● Data
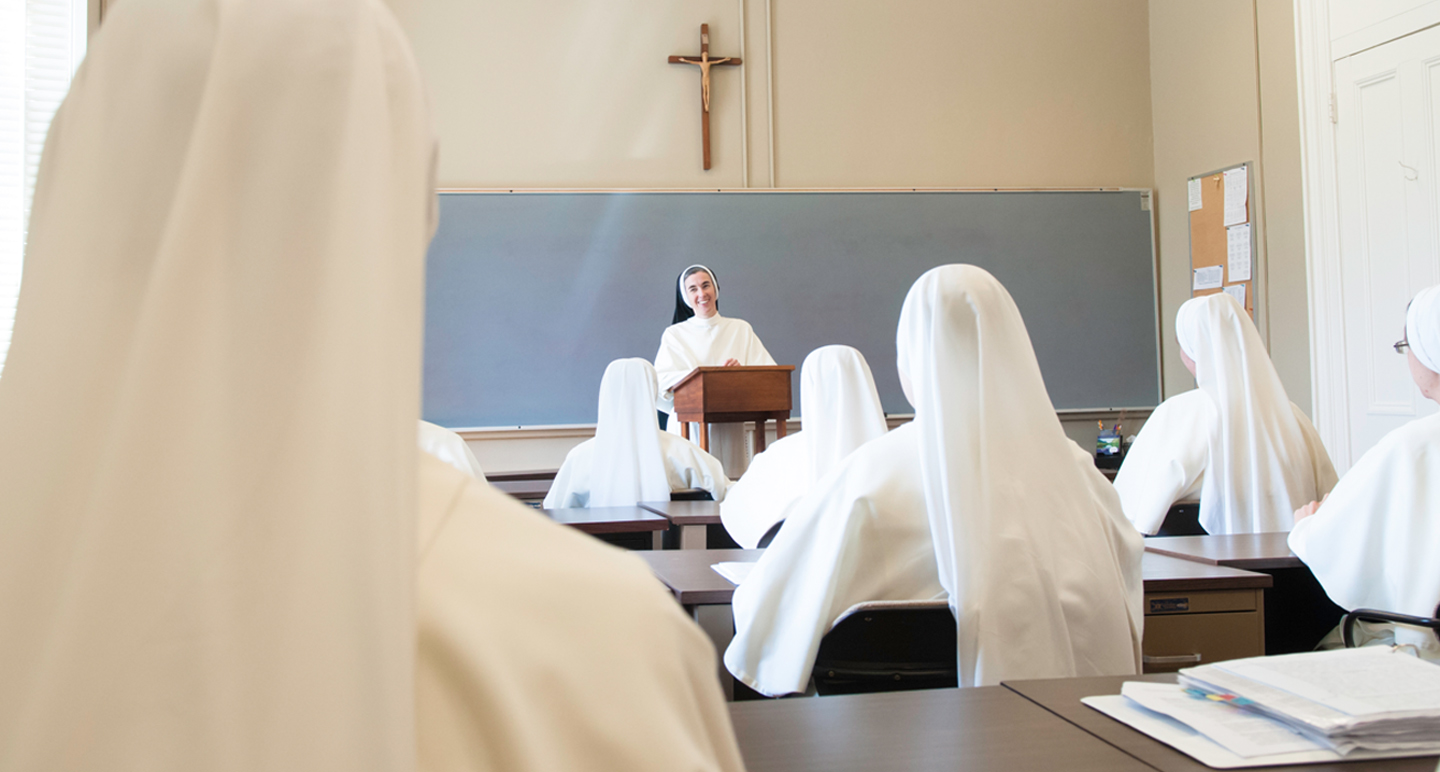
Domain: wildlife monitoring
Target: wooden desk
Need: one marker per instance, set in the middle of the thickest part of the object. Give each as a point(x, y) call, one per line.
point(1062, 697)
point(703, 592)
point(527, 486)
point(1195, 612)
point(974, 729)
point(1237, 550)
point(690, 516)
point(733, 395)
point(604, 520)
point(1298, 612)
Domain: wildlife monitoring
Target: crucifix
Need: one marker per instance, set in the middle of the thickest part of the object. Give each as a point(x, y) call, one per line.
point(704, 62)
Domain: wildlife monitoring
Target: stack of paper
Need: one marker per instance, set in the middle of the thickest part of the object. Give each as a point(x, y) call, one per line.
point(1358, 703)
point(1370, 697)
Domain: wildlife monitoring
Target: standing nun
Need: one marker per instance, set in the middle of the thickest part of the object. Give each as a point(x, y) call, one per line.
point(1237, 440)
point(981, 499)
point(702, 337)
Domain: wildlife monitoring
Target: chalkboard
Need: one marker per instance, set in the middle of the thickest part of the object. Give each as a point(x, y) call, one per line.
point(529, 295)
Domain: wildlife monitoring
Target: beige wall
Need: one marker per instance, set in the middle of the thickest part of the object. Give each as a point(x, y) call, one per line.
point(1224, 92)
point(907, 92)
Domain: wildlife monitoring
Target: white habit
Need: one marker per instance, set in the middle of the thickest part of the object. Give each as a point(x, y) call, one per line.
point(1237, 440)
point(1018, 527)
point(450, 448)
point(709, 342)
point(840, 409)
point(208, 415)
point(631, 460)
point(1374, 542)
point(542, 648)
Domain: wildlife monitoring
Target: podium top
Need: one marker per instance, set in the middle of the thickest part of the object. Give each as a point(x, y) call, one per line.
point(699, 372)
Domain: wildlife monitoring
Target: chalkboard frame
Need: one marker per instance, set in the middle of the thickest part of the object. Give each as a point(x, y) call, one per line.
point(461, 340)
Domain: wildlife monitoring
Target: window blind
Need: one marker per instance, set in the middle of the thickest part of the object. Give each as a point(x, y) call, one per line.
point(42, 42)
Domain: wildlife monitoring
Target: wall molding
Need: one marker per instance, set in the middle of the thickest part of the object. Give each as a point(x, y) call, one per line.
point(1322, 242)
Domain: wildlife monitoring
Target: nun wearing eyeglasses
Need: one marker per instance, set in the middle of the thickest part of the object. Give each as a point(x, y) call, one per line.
point(702, 337)
point(1237, 440)
point(1373, 542)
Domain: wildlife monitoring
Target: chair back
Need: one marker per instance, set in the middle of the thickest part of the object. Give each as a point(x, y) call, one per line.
point(887, 645)
point(1375, 615)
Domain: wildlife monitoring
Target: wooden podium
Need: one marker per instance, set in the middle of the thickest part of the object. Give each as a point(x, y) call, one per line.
point(733, 395)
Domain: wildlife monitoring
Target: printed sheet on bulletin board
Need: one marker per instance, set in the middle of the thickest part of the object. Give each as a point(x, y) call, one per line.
point(1221, 241)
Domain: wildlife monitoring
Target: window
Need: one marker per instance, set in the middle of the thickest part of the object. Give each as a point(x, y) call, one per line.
point(41, 45)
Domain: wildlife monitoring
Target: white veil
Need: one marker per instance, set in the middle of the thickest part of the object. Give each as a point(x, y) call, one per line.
point(628, 464)
point(840, 405)
point(208, 415)
point(1041, 566)
point(1260, 467)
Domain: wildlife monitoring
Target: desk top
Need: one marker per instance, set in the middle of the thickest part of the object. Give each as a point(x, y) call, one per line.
point(1239, 550)
point(689, 575)
point(686, 513)
point(609, 519)
point(974, 729)
point(1168, 573)
point(1062, 697)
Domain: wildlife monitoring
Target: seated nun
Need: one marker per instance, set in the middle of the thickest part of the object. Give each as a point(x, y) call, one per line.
point(208, 414)
point(981, 499)
point(542, 648)
point(450, 448)
point(208, 451)
point(1237, 441)
point(631, 460)
point(1374, 540)
point(840, 409)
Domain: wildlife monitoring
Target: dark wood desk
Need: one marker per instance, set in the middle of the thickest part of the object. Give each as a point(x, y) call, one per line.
point(1062, 697)
point(1237, 550)
point(703, 592)
point(691, 517)
point(606, 520)
point(1194, 612)
point(1298, 612)
point(946, 729)
point(529, 486)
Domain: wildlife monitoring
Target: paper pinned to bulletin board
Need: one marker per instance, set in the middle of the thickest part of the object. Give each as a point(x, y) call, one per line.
point(1221, 239)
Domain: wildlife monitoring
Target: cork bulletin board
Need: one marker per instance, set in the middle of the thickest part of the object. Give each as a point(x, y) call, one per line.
point(1221, 235)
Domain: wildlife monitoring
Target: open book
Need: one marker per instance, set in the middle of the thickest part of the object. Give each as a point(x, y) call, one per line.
point(1290, 709)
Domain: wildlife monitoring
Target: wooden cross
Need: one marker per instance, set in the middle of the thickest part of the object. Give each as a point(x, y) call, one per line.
point(704, 62)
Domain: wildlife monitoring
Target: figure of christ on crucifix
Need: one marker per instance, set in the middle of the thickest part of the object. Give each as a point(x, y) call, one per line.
point(704, 62)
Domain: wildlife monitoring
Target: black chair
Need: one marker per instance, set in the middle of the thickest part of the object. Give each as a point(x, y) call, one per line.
point(887, 645)
point(1375, 615)
point(769, 536)
point(1182, 520)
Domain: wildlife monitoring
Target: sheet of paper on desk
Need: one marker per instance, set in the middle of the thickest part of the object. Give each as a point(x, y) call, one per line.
point(733, 571)
point(1208, 277)
point(1239, 730)
point(1237, 195)
point(1237, 252)
point(1206, 751)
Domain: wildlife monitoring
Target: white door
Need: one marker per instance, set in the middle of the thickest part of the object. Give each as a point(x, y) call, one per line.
point(1387, 133)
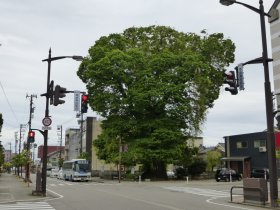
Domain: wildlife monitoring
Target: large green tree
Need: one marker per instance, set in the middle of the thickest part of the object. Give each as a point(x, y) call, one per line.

● Requirement
Copy out the material above word for word, from its first line to its last, but leave out the pictures.

● Exercise response
Domain: wildlife monitoring
Target: wooden desk
Need: one marker per instance, set in the middle of the thickest part of the object. Give each as a point(x, y) call, one per line.
point(1062, 697)
point(703, 592)
point(527, 486)
point(1195, 612)
point(974, 729)
point(1237, 550)
point(690, 516)
point(733, 395)
point(604, 520)
point(1298, 612)
Domain: wildlife monitoring
Target: crucifix
Need: one marker per instance, set in the middle of the thickest part of the object. Give each as a point(x, y) call, one per line.
point(704, 62)
Domain: wildlife monitoring
Target: stack of paper
Need: one marker per instance, set in the middle of the thickest part of the object. Give each as a point(x, y) call, one per line.
point(1358, 703)
point(1370, 697)
Domain: wildlife monitoring
Target: standing nun
Need: one marker per instance, set in the middle of the thickest part of the object. Give each as a point(x, y) call, one per line.
point(1237, 440)
point(981, 499)
point(702, 337)
Domain: wildlife monitoring
Target: chalkboard
Need: one marker per instance, set in the middle of the thickest part of the object. Give each as a point(x, y) call, one per line.
point(529, 295)
Domain: wildlife monitoring
Target: beige wall
Need: one marker per instance, set in the middle of the thickest part of the object. Give each as a point(x, y) call, one per line.
point(1224, 92)
point(907, 92)
Domain: wildlife monitoring
Target: white habit
Need: one marker per instance, set in the middle of the thickest part of the object. Give each as a point(x, y) call, one per line.
point(1237, 440)
point(1018, 527)
point(450, 448)
point(709, 342)
point(840, 409)
point(208, 415)
point(631, 460)
point(1374, 542)
point(542, 648)
Domain: wildlife monitoring
Target: podium top
Need: one marker per instance, set in the middle of the thickest part of the object. Give each as a point(x, y) call, one per line.
point(699, 372)
Domain: wildlife monitoring
Target: chalkboard frame
Need: one marker per instance, set in the middle of the thickest part of the object. Give each as a point(x, y) call, one per line.
point(461, 340)
Domain: wildlife monitoring
Target: window blind
Need: one marker per instance, set in the middle of the thickest part of the object. Give each as a point(x, y) call, one per line.
point(42, 42)
Domain: wildlife monitoring
Target: wall molding
Need: one marker per instance, set in the middle of the thickest part of the object. Give each as a point(x, y) call, one per line.
point(1322, 242)
Domain: wildlife monitoring
Target: nun wearing eyeglasses
Need: one marker per instance, set in the middle of the thickest part of the object. Give each as a point(x, y) call, one per line.
point(702, 337)
point(1237, 440)
point(1373, 542)
Domain: wildlife monitoring
Target: chair back
Need: one marker per instance, set in the middle of the thickest part of the object. Give each as a point(x, y) call, one per line.
point(887, 645)
point(1375, 615)
Domain: wildlife monitoring
Target: wooden podium
Need: one marker per instance, set in the middle of the thickest part of the object. Give each as a point(x, y) call, one per line.
point(733, 395)
Domain: wildlife monitoring
Target: printed sheet on bulletin board
Need: one marker per instance, set in the middle of the thickest part of the object. Give each as a point(x, y) call, one per line.
point(1221, 241)
Domain: wildlife monitoring
Target: window
Need: one marker per instance, set in the middle of the thickest part of the object. Give each as a point(x, y) call, one per line.
point(41, 45)
Domain: wildlife monitoring
Target: white veil
Need: one marker per instance, set in the middle of the thickest part of the object. Give each as a point(x, y) call, one per line.
point(628, 464)
point(840, 405)
point(208, 415)
point(1041, 566)
point(1260, 467)
Domain: wildlife monitoring
Target: desk top
Need: one marker per instance, set in the middle of the thickest part of the object. Give each as a point(x, y) call, one per line.
point(1239, 550)
point(689, 575)
point(686, 513)
point(609, 519)
point(974, 729)
point(1168, 573)
point(1062, 697)
Domain: wildlife monitoring
Target: seated nun
Need: one marker per instance, set in the middle of the thickest part of the object. Give each as a point(x, y) call, one per line.
point(208, 414)
point(981, 499)
point(542, 648)
point(450, 448)
point(208, 451)
point(1237, 441)
point(631, 460)
point(1374, 540)
point(840, 409)
Domain: wildlife monitoring
Target: dark wood desk
Need: one marker per instance, set in the middle of the thickest part of the object. Give each as a point(x, y) call, one per line.
point(1062, 697)
point(1237, 550)
point(703, 592)
point(691, 517)
point(606, 520)
point(1194, 612)
point(1298, 612)
point(946, 729)
point(529, 486)
Domain: wildlife monitoring
Target: paper pinned to bulletin board
Need: one marker per instance, set in the middle of the thickest part of the object. Give each as a point(x, y) call, one per line.
point(1221, 239)
Domain: wildlife monitoring
Target: cork bulletin board
Need: one marker per instance, set in the middle of the thickest part of the object. Give each as a point(x, y) call, one per line.
point(1221, 235)
Domain: wildlife monitoring
Target: open book
Need: one marker per instance, set in the middle of the thickest part of the object. Give each as a point(x, y) call, one per line.
point(1290, 709)
Domain: wildlife monitoring
Target: wooden cross
Need: one marker per instance, set in the middle of the thickest part of the object. Give each as a point(x, y) call, one per line.
point(704, 62)
Domain: wildlife monitoring
Target: figure of christ on crucifix
Need: one marker per instance, set in the middle of the thickest part of the object. Give each as a point(x, y) call, one per line.
point(704, 62)
Domain: wildlife monitoring
Target: black chair
Need: one marker per instance, set in the middle of the thickest part of the object. Give each as a point(x, y) call, one per line.
point(887, 645)
point(1375, 615)
point(769, 536)
point(1182, 520)
Domain: wildlife monitoring
Target: sheet of paper on desk
Need: one marker per instance, set in the middle of the thickest part of the object. Give each as a point(x, y) call, one per line.
point(733, 571)
point(1208, 277)
point(1239, 730)
point(1237, 195)
point(1237, 252)
point(1206, 751)
Domain: wildlife monitoring
Target: white door
Need: one marker per instance, set in the middle of the thickest part of the object. Give each as a point(x, y) call, one per line.
point(1387, 133)
Domain: wildlife monitoring
Target: large green tree
Need: one marker per instance, set in the middle of the thickest part of the object. Give each as a point(x, y) call, one per line.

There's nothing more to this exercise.